» **HOW TO COMPLETE THIS TASK**
Would you retype every record below exactly as written?

....

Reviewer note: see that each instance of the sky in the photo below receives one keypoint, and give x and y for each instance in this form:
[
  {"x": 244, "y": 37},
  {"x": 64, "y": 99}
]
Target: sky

....

» **ANSWER SECTION**
Reviewer note: see that each instance of the sky in the photo below receives one keypoint, and give x and y for each instance in this form:
[
  {"x": 244, "y": 37},
  {"x": 64, "y": 99}
]
Target: sky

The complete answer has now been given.